## Assigned task A
In the financial planning article, how large should an emergency fund be?
## Assigned task B
Carry on the financial planning article from the point where it stops.
Segment Start: Passage for review
9 Steps to Financial Nirvana

Make sure… insure

What we fear most? We fear the unpredictable most. Something, which we don’t know – how and when will affect us. Almost all such events affect us in either of the two ways – emotionally and/or financially. At least we can prepare ourselves (read, insure ourselves) in such a way so that our financial stability always remains intact, come what may.

Life

Life is precious, priceless – can never be quantified. But lifestyle can be. So is your liability, financial commitments to family members and so on. If you have enough financial assets (which can easily be liquidated), which can take care of all these, then you don’t need insurance. But if you’ve not, then you should take adequate life insurance cover. Period.

Health

Not all such events lead to loss of life. There are times, when we get hospitalized, operated, treated for long time. And when we get cured finally, we find a big hole in our pocket then. This can and should be avoided. We should take enough health insurance cover, often referred as ‘mediclaim’. Entire family should be covered here. Make sure it is renewed till maximum age. At renewal, after regular interval, you may also consider increasing the cover. Also read terms & conditions and exclusion list very carefully.

It’s emergency

The list of unpredictable events seems never ending. Other than medical emergencies, there could be many more events, often unavoidable, which may cause good amount of money to be spent suddenly. Income can also become irregular at times. Even loss of job is also a possibility. To face all these and many more, you should build and keep your emergency fund ready. This could be equivalent to your 3 to 6 months’ of expenses, including EMI, if any.

All play and no work

All play and no work makes you a retired man. Retirement is a certainty. You also know the time beforehand. But you don’t know the expenses beforehand. You also don’t know how long you will live. What return you will earn from your investments post retirement – hardly you can predict. Where there are so much of uncertainties – you need to plan. And you need to plan early. Plan while you are saving money for retirement, and also plan that how you can give yourself a regular paycheck when there is all play and no work.
Segment End: Passage for review
Segment Start: Listed entries
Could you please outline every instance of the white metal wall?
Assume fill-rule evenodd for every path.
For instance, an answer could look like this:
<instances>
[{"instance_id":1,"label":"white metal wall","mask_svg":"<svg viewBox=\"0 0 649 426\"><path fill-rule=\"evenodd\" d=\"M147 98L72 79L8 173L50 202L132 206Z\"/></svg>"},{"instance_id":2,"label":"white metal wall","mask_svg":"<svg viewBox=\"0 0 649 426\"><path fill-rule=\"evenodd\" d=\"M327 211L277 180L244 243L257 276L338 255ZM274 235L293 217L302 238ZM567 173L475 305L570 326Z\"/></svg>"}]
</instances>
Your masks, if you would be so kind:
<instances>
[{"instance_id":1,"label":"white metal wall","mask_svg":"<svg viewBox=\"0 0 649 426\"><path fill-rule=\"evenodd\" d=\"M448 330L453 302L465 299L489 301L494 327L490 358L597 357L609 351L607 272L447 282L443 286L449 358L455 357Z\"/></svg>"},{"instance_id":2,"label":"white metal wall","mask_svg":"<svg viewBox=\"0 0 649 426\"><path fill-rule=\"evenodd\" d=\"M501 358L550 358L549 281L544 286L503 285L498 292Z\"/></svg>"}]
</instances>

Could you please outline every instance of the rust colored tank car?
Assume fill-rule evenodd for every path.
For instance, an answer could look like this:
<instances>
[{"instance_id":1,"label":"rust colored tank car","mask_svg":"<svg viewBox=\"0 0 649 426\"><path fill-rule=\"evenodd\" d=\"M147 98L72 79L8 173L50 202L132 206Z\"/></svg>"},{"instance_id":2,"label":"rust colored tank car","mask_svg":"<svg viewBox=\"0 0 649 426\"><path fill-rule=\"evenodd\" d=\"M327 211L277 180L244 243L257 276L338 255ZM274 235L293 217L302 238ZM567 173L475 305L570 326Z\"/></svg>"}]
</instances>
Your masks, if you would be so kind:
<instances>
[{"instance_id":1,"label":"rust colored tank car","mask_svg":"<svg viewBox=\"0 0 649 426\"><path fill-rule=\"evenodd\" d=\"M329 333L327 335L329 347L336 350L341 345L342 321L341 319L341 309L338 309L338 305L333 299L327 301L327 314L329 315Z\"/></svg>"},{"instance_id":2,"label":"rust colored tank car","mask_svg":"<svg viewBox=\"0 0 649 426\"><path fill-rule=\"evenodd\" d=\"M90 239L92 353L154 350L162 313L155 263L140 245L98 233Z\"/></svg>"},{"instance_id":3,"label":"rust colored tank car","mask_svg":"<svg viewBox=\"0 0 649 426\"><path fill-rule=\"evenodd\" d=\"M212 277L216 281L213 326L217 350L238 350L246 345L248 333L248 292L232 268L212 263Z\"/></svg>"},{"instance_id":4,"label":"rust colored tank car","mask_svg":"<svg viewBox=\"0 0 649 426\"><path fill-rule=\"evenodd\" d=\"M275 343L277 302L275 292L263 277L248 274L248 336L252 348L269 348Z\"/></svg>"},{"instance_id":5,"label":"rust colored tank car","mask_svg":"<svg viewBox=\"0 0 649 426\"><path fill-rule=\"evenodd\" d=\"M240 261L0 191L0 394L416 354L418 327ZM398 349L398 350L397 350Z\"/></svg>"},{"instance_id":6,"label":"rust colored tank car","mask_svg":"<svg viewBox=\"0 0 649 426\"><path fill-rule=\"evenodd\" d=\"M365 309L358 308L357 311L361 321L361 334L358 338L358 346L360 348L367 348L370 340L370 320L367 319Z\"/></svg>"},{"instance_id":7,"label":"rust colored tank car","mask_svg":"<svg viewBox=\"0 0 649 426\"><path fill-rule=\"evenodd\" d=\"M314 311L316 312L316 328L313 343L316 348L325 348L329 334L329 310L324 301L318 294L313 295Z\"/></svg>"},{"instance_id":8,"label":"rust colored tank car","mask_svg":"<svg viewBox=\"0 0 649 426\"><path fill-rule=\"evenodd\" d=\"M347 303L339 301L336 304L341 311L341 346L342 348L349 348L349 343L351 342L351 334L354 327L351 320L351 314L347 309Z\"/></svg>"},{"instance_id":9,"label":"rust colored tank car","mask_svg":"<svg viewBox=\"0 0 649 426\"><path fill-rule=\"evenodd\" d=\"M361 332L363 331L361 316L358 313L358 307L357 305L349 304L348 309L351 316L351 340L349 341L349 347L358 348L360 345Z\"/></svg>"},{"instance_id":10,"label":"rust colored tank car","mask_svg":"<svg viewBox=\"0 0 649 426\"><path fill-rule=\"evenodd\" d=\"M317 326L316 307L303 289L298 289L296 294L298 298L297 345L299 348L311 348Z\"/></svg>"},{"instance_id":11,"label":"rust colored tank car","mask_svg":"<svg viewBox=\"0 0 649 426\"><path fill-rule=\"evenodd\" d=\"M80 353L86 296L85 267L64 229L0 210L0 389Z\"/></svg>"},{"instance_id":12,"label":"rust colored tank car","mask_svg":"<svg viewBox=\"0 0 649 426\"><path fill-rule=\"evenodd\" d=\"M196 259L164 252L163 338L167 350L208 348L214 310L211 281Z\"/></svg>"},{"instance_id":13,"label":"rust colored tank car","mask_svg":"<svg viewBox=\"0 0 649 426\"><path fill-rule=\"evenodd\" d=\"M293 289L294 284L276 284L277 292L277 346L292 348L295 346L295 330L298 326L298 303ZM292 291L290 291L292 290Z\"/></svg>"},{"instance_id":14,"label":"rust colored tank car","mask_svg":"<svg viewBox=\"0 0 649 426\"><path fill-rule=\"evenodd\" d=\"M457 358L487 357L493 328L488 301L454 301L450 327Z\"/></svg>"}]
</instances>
Segment End: Listed entries
## Exercise output A
It should equal 3 to 6 months of expenses, including EMI, if any.

## Exercise output B
Educate

Once your child completes 10+2, things change a lot. From general stream of education, s/he chooses a particular field of study to pursue further. This involves choosing of an educational institute of excellence, which may be here in India or abroad. All these may involve spending a lot of money also. To prepare such a fund you need to plan beforehand, plan early. Growth and flexibility of investment instruments here are of primary importance.

Networth

In financial terms networth stands for ‘Assets – Liability’. Knowing your networth is important. Are you “asset rich, cash poor”? Do you have mostly real estates in your asset portfolio? What is the percentage of financial assets there? Do you have certain assets which are earning less return (post tax, inflation adjusted) than your goal demands? Can you liquidate your assets easily when it is required? Prepayment of your home loan – should you, shouldn’t you? Ask. Get answers. Get empowered.

Budget

Managing monthly cashflow – seems to be an easy task by most of us – often turns out to be the toughest area to handle. Some expenses are known beforehand – either timing or amount or both. Some expenses happen non-monthly – you need to keep aside money for such. Some expenses can not be predicted at all – could be impulsive or unavoidable. Also handling several bank accounts, credit cards, ECS instructions – no less task than our Mr. FM. Recognize. Spend time. Stay consistent.

Last but not the least

There are other tasks to do also – filing IT returns, replying to IT notices, keeping all financial documents safe and accessible, handling softcopies and emails, maintaining holding patterns, making nominations and beneficiaries etc. Also choosing and keeping in terms with your CA, financial advisor/planner, lawyer, insurance agent, bank RMs etc. Then monitoring and reviewing of your asset portfolio, financial plan in respect to changes in your family budget, as well as changes in tax and financial regulations.